ZU ERLEDIGEN:
Bitte gib die Zeilen vom Anfang bis einschließlich der Zeile mit „85), (212, 91)]“ erneut wieder und ersetze darin „yellow light blur“ durch „orange light blur“. Alles Übrige bleibt unverändert.

Dateneinträge:
══════════
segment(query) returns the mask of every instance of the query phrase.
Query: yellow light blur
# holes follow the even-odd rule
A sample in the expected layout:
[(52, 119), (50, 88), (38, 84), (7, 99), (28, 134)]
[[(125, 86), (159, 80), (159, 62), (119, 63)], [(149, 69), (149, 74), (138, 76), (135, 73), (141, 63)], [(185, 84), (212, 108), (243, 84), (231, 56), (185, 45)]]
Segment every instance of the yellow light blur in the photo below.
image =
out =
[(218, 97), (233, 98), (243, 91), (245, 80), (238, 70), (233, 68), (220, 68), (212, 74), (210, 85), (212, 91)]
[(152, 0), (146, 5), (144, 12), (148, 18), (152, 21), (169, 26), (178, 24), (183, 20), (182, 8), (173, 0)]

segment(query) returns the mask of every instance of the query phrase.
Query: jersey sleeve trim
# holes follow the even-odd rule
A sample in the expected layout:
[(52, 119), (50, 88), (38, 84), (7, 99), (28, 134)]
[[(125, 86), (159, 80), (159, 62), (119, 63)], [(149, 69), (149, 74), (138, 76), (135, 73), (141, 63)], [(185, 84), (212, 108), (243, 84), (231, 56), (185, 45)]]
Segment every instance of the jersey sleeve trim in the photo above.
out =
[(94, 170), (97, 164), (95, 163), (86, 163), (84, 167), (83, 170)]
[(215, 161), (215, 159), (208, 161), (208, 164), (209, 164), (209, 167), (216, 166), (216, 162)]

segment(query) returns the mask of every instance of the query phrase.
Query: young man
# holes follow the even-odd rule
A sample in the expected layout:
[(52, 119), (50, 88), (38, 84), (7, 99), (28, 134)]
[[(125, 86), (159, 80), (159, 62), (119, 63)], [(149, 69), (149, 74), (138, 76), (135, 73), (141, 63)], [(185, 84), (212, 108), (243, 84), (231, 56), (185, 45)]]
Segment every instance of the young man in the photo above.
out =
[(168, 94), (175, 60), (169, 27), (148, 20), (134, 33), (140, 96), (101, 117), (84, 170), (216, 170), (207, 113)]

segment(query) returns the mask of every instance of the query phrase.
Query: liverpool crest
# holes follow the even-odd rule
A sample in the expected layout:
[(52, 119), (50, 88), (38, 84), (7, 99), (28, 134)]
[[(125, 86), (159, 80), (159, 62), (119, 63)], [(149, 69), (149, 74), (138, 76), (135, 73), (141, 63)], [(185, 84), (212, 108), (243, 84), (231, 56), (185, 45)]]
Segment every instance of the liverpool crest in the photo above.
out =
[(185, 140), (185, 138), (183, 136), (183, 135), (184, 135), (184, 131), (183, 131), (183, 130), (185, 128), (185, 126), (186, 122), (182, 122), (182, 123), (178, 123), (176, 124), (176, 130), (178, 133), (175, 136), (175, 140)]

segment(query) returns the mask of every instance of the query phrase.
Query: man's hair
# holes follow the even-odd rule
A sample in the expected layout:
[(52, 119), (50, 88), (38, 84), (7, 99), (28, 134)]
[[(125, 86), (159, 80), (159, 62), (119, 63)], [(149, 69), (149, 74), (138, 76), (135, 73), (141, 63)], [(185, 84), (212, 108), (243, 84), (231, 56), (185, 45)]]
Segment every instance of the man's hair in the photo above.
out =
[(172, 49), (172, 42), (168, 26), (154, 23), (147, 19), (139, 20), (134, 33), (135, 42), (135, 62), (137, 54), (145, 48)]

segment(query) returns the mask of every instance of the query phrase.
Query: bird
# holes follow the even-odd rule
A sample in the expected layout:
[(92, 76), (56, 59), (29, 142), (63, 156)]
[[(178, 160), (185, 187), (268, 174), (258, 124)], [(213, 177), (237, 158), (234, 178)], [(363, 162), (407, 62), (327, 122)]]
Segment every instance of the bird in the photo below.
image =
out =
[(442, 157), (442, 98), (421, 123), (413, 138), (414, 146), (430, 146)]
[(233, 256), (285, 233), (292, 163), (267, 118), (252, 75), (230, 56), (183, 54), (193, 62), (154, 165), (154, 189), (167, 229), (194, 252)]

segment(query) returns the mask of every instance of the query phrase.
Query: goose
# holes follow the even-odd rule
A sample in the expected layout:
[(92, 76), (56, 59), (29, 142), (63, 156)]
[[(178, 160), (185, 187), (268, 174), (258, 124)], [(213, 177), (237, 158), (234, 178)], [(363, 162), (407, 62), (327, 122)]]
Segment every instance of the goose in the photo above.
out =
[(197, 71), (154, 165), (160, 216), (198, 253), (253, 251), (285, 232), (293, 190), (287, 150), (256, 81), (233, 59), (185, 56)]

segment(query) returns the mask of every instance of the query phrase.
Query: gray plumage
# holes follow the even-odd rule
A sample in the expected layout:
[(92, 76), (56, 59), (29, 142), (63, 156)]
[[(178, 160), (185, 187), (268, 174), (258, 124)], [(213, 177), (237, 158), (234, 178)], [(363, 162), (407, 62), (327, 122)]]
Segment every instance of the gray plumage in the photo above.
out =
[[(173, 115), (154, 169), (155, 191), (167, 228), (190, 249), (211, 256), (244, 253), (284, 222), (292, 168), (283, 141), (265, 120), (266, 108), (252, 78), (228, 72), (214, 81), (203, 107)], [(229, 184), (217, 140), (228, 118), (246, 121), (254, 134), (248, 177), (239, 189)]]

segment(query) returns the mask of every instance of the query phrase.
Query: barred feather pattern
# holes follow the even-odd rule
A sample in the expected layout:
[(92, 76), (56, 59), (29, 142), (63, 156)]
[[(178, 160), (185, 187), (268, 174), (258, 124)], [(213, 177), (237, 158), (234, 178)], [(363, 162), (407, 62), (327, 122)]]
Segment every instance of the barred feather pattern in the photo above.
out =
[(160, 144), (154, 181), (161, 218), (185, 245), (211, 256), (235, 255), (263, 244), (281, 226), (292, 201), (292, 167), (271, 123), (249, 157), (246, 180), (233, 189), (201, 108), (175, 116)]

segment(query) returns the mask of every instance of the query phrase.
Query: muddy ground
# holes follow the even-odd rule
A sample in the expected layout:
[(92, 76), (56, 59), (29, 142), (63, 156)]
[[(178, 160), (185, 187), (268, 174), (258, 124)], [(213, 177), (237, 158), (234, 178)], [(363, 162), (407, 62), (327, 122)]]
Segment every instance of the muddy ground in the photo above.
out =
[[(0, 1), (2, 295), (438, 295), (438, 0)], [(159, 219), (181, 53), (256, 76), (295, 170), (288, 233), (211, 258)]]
══════════
ANTWORT UNTEN:
segment(query) returns the mask of every instance of the query phrase.
Query: orange light blur
# holes follow the even-odd rule
A sample in the expected layout:
[(52, 119), (50, 88), (38, 84), (7, 99), (28, 134)]
[[(125, 86), (159, 80), (159, 62), (119, 63)], [(149, 69), (149, 74), (138, 76), (135, 73), (141, 63)], [(185, 84), (212, 108), (243, 84), (231, 56), (185, 45)]]
Segment every instance of the orange light blur in the photo below.
image =
out =
[(218, 97), (233, 98), (243, 91), (245, 80), (238, 70), (233, 68), (220, 68), (212, 74), (210, 85), (212, 91)]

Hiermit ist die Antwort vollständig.